» **WHAT YOU WILL DO**
What follows is a listing; restate every line of it word for word.

Entries from a pointing dataset:
>>>

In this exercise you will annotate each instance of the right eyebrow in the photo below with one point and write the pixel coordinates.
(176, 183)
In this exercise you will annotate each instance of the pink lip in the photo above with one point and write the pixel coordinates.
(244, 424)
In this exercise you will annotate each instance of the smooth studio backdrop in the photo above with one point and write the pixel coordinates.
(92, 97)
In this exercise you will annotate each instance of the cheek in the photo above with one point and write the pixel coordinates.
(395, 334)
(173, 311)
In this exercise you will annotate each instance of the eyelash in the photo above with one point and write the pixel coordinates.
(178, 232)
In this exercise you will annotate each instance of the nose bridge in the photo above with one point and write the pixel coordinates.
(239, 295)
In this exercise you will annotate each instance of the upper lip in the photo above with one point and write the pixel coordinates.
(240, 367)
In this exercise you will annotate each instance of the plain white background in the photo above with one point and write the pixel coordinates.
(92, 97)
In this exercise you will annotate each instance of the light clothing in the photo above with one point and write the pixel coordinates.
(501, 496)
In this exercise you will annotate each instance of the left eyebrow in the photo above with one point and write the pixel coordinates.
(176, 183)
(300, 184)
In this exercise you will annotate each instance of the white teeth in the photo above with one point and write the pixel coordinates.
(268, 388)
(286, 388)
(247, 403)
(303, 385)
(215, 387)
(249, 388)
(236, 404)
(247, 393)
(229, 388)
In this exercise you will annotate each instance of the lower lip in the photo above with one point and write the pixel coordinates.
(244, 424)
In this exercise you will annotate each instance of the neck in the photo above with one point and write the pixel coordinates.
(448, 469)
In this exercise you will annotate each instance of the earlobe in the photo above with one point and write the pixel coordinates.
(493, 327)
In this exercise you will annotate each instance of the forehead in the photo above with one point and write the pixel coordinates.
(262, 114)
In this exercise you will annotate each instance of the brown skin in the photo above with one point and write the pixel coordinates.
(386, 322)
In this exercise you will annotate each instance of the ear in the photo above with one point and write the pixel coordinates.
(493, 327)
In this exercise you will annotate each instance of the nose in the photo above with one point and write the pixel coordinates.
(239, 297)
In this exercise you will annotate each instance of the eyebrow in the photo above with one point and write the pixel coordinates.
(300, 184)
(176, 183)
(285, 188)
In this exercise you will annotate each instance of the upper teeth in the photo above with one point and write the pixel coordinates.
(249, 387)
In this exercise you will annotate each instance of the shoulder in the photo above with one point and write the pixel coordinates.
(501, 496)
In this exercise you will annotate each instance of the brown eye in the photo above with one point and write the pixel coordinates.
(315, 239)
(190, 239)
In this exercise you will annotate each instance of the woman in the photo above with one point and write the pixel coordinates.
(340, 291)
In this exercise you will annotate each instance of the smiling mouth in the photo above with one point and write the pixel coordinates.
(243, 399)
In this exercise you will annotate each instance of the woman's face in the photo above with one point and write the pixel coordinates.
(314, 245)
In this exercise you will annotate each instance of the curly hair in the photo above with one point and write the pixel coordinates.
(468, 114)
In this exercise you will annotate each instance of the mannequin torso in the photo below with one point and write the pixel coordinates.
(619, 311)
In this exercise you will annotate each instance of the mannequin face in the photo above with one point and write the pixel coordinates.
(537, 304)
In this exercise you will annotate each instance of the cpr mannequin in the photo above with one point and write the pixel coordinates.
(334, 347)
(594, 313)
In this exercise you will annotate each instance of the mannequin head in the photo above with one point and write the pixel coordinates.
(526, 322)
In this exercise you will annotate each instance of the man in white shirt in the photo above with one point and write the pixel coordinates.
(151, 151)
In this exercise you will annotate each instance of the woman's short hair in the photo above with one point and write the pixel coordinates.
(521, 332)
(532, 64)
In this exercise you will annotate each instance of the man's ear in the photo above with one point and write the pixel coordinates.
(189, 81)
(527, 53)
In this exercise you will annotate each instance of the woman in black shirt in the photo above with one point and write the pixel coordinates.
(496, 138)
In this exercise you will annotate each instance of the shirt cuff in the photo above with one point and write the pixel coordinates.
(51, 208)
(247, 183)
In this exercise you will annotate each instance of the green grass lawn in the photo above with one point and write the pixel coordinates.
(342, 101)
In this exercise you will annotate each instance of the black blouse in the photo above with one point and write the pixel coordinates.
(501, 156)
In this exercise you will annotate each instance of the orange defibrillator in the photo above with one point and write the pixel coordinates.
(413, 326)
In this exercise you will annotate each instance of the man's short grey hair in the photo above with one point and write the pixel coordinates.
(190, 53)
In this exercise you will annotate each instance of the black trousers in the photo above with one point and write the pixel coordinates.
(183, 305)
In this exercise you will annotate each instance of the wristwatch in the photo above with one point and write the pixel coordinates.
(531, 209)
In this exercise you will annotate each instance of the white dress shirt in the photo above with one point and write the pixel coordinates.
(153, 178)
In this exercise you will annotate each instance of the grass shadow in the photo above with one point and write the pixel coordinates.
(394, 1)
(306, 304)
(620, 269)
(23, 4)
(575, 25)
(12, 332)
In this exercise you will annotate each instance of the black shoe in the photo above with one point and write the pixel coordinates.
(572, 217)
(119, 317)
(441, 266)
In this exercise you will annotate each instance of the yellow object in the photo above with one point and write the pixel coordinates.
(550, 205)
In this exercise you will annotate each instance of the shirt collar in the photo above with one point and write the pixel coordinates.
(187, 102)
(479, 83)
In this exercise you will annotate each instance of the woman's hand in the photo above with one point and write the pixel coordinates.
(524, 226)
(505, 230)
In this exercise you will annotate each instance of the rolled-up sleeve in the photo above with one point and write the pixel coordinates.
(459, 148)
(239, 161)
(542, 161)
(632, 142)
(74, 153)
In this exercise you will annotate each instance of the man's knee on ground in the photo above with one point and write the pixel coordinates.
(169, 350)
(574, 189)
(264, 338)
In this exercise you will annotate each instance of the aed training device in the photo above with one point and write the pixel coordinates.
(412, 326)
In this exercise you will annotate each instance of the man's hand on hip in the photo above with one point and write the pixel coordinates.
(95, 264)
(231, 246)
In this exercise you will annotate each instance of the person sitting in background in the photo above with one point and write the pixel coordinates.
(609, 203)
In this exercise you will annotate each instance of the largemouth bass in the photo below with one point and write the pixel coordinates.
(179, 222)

<<<

» **OUTPUT BELOW**
In this exercise you will annotate each instance of the right eyebrow in the photo below with one point and write the pixel coordinates.
(176, 183)
In this exercise you will annotate each instance of the pink lip in the photo above with one point and write the pixel coordinates.
(244, 424)
In this exercise you will annotate each instance of the smooth studio backdrop in the photo above with one point and write the pixel coordinates.
(92, 97)
In this exercise you will annotate each instance of the cheek in the photo above with one point and write the pixel coordinates.
(395, 334)
(173, 311)
In this exercise you will annotate each instance of the eyelash in the photo above with one point and write the pixel coordinates.
(178, 232)
In this exercise you will annotate each instance of the nose bridge in the photo above with one point and write the pixel coordinates.
(239, 295)
In this exercise you will annotate each instance of the upper lip in the photo above with one point and write the pixel coordinates.
(240, 367)
In this exercise you will annotate each instance of the plain white background in the photo above with one point and write the pixel coordinates.
(92, 97)
In this exercise you will annotate each instance of the light clothing in the photo above with one point and write the pixel coordinates.
(501, 496)
In this exercise you will annotate each instance of the left eyebrow in the photo above with one point and write the pixel coordinates.
(176, 183)
(300, 184)
In this exercise you will annotate each instance of the white teeth in the photo above with one point and write the pixel coordinates.
(268, 388)
(286, 388)
(247, 403)
(303, 385)
(215, 387)
(249, 388)
(236, 404)
(247, 393)
(229, 388)
In this exercise you will annotate each instance of the lower lip in the photo above with one point and write the pixel coordinates.
(244, 424)
In this exercise you will annotate each instance of the neck in the photo above with one point and write the pixel coordinates.
(448, 469)
In this exercise you will annotate each instance of the earlobe in the photo above with one point and write the pixel coordinates.
(493, 327)
In this exercise you will annotate each instance of the forehead in the photo above with one point and write the pixel coordinates.
(262, 114)
In this exercise you will annotate each instance of the brown skin in the photo above with one point and write the pixel coordinates.
(386, 322)
In this exercise you will annotate each instance of the ear in the photo above with one point and write the pixel coordinates.
(493, 327)
In this exercise you will annotate each instance of the nose in the photo above with one point and write the pixel coordinates.
(239, 297)
In this exercise you will annotate each instance of the eyebrow in the photo above with one point and write the pixel coordinates.
(300, 184)
(176, 183)
(285, 188)
In this exercise you will annotate each instance of the upper teeth in the photo above with one point and write the pixel coordinates.
(249, 387)
In this exercise you will annotate each instance of the shoulder in the photo above with one point and write the pixel coordinates.
(501, 496)
In this exercise you will annotate each instance of the brown eye in the photo above with one point and write the pixel coordinates.
(315, 239)
(190, 239)
In this exercise you will annotate each instance of the woman in the photo above with one point and write the pixel coordinates.
(340, 291)
In this exercise you will annotate each instance of the smiling mouth in the photo above with one point and write the pixel coordinates.
(243, 399)
In this exercise you will annotate each instance of the woman's face in the photo above with one point and write the pixel coordinates.
(314, 245)
In this exercise you will annotate each instance of the curly hair in the photo above with one point and write the pixel coordinates.
(468, 114)
In this exercise you will annotate each instance of the mannequin torso in the photo below with one point and write the pixel coordinates.
(619, 311)
In this exercise you will annotate each instance of the mannequin face in the photo above with one point and write the pixel coordinates.
(537, 304)
In this exercise you will annotate each instance of the cpr mannequin in the photo above with one point and write the pixel coordinates.
(334, 347)
(594, 313)
In this exercise you will annotate each instance of the mannequin head in the photo above with one point and write the pixel coordinates.
(526, 322)
In this exercise you will annotate each instance of the man in white shirt in the photo above with one point and write the pixel coordinates.
(151, 151)
In this exercise you will annotate each instance of the woman's short hair in the photo above with one point and write the pixel coordinates.
(521, 332)
(532, 64)
In this exercise you will annotate each instance of the man's ear in the photo above with one point and write the pixel coordinates.
(189, 81)
(527, 53)
In this exercise you will annotate each instance of the woman in black shirt in the photo above with one point and write the pixel coordinates.
(496, 138)
In this exercise you will annotate each instance of the shirt cuff in the photo above with one point and write the pixel coordinates.
(51, 208)
(247, 183)
In this exercise you will annotate each instance of the green grass lawn in the photo above with one point and write the pixel coordinates.
(342, 101)
In this exercise you will annotate each instance of the black blouse in the photo above with one point and write the pixel coordinates.
(501, 156)
In this exercise you will annotate each instance of the orange defibrillator in the photo above with one point and write the pixel coordinates.
(413, 326)
In this exercise you will annotate each instance of the man's short grey hair in the photo above with one point and write the pixel coordinates.
(190, 53)
In this exercise you will annotate each instance of the black trousers in the photo above with one point and write the pixel coordinates.
(183, 305)
In this exercise you will annotate each instance of the wristwatch in the photo above with one point and write the pixel coordinates.
(531, 209)
In this exercise you will annotate each instance of the white dress shirt in the photo above with one point and write the pixel coordinates.
(153, 178)
In this exercise you will annotate each instance of the grass shadow in the photo above with one point and write the pixel coordinates.
(394, 1)
(306, 304)
(620, 269)
(23, 4)
(575, 25)
(12, 332)
In this exercise you will annotate each instance of the black shoe in the photo above with one point and write the pixel coordinates.
(572, 217)
(119, 317)
(441, 266)
In this exercise you will annotate each instance of the yellow object in the photo above with one point and write the pixel coordinates.
(550, 205)
In this exercise you will annotate each instance of the shirt collar in the photo above with one point and write the pixel coordinates.
(187, 102)
(479, 83)
In this exercise you will annotate each instance of the woman's hand in the photo above with one point and write the pixel coordinates.
(524, 226)
(505, 230)
In this exercise you will annotate each instance of the rolled-up sleeve in the photo above with one point and write the pixel coordinates.
(459, 148)
(239, 161)
(542, 161)
(632, 142)
(74, 153)
In this exercise you will annotate each instance of the man's knee on ground in the photo above with one point and write the pixel coordinates.
(169, 350)
(574, 189)
(264, 338)
In this exercise you will annotate each instance of the aed training device in the photo above with one point and write the pixel coordinates.
(412, 326)
In this exercise you will annotate each instance of the man's hand on hip in the photo above with one point and write the pixel coordinates.
(95, 264)
(231, 246)
In this exercise you will annotate each instance of the person sitting in background in the photo above with one point and write the pixel coordinates.
(609, 203)
In this exercise you will annotate each instance of the largemouth bass in the photo below with one point and write the pixel coordinates.
(179, 222)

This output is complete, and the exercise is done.